··· Available data ···

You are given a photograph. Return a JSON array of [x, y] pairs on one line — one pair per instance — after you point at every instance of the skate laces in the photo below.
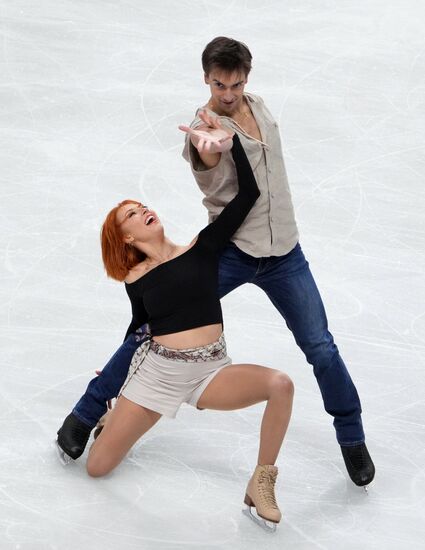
[[266, 483], [358, 456]]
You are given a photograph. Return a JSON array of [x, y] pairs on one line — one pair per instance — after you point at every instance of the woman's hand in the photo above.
[[211, 137]]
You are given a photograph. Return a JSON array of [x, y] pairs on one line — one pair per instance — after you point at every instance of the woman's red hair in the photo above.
[[118, 257]]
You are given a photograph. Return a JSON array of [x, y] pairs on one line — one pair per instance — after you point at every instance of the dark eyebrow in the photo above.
[[235, 84]]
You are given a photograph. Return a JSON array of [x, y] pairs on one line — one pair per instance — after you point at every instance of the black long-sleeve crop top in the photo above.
[[182, 293]]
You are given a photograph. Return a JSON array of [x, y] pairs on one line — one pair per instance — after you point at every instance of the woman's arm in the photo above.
[[218, 233]]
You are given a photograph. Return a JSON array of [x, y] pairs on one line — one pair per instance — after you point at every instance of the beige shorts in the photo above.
[[165, 378]]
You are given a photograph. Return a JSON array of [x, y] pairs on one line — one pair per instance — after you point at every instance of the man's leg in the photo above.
[[75, 431], [235, 269], [289, 284]]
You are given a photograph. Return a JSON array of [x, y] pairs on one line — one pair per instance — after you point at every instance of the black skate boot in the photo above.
[[72, 438], [358, 463]]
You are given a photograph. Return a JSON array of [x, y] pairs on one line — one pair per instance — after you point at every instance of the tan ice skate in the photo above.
[[100, 425], [260, 493]]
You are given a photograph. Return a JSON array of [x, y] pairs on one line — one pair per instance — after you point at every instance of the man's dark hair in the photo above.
[[226, 54]]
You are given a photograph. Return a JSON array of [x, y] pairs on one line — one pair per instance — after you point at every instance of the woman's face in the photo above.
[[138, 221]]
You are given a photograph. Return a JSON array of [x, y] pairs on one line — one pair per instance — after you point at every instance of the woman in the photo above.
[[174, 288]]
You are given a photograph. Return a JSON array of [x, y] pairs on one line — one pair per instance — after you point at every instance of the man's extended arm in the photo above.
[[210, 139]]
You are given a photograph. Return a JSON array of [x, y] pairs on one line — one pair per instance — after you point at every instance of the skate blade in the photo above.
[[267, 526], [64, 459]]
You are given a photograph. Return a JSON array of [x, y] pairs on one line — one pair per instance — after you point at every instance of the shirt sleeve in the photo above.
[[139, 314], [218, 233]]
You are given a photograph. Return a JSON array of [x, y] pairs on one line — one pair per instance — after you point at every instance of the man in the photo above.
[[265, 251]]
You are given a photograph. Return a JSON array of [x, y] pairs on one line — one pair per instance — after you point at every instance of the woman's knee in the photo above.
[[282, 385]]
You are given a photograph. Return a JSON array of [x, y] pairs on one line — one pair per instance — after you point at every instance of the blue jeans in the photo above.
[[289, 284]]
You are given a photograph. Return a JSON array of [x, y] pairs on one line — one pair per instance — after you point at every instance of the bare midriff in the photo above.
[[193, 338]]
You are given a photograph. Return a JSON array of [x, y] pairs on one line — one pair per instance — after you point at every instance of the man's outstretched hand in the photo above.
[[211, 137]]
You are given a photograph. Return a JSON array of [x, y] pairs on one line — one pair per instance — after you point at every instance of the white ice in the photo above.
[[91, 96]]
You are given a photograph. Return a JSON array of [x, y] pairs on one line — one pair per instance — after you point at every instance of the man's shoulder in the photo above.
[[253, 98]]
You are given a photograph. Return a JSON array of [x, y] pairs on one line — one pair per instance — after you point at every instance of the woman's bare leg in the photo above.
[[126, 423], [239, 386]]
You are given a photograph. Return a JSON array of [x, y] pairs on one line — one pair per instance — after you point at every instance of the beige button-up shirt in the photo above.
[[270, 228]]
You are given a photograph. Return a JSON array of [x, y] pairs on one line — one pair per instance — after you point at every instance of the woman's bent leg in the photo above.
[[125, 425], [240, 386]]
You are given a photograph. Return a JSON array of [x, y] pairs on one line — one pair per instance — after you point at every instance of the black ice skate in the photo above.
[[72, 438], [359, 464]]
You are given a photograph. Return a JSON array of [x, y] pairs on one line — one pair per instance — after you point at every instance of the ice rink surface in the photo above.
[[91, 96]]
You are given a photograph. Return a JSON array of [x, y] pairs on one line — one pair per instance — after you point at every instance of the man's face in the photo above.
[[226, 90]]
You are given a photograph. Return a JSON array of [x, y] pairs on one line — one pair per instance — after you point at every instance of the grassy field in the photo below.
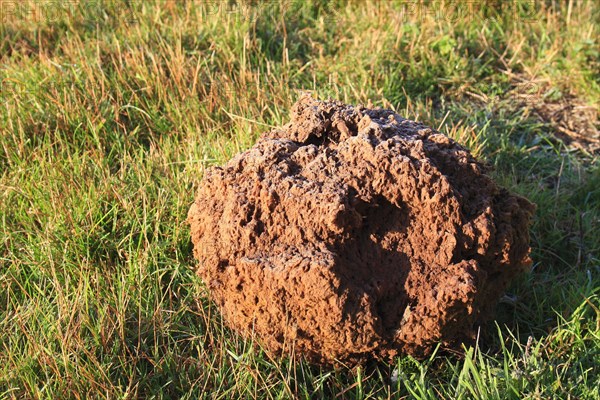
[[111, 111]]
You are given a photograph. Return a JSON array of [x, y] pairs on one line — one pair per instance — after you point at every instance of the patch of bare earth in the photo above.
[[352, 233]]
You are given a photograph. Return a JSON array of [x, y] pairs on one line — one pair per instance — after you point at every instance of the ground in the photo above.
[[112, 111]]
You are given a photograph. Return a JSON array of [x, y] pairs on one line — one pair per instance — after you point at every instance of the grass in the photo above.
[[112, 111]]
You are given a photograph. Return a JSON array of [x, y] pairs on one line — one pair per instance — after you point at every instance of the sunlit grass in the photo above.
[[111, 111]]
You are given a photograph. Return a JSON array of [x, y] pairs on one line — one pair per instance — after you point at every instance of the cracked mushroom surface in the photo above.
[[352, 233]]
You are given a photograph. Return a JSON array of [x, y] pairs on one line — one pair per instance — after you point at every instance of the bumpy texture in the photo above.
[[353, 233]]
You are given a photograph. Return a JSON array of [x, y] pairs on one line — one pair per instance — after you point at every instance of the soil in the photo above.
[[352, 233]]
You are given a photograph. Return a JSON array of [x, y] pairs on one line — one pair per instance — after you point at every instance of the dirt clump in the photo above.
[[352, 233]]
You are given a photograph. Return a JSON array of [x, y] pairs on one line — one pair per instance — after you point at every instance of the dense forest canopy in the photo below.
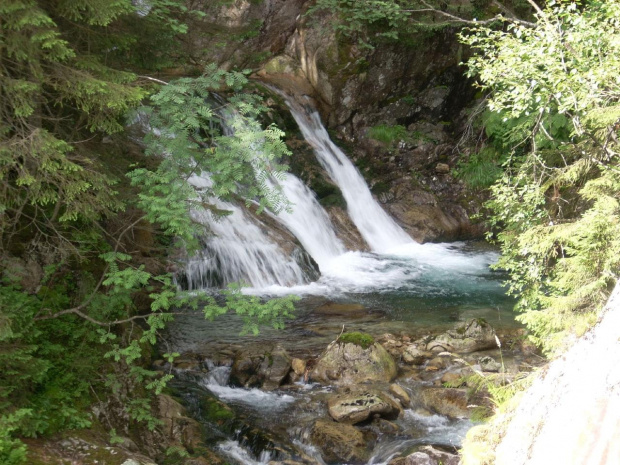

···

**Task details:** Reproduce word for word the records from the line with "the man in the photo above." through the line with "[[193, 338]]", including both of those lines.

**Answer to this problem:**
You are given a photograph. Return a JSON array of [x, y] pairs on one line — one pair per instance — after you point at every instance of the man in the photo above.
[[265, 251]]
You are given a photograph. Return a JSON array of [x, y] pairs on one line — one pair per instance — after you point at every instance of the woman's knee in the photo above.
[[282, 385]]
You are given a photograph. Return a JSON array of [x, y] pairs on one line — one pair per instance — after you point at every instance of the blue jeans in the photo above.
[[289, 284]]
You are given a photograph. Return a JSON array of [x, y] pairs on one line — one pair per instance — after you point at every instance of the bare midriff in the photo above.
[[193, 338]]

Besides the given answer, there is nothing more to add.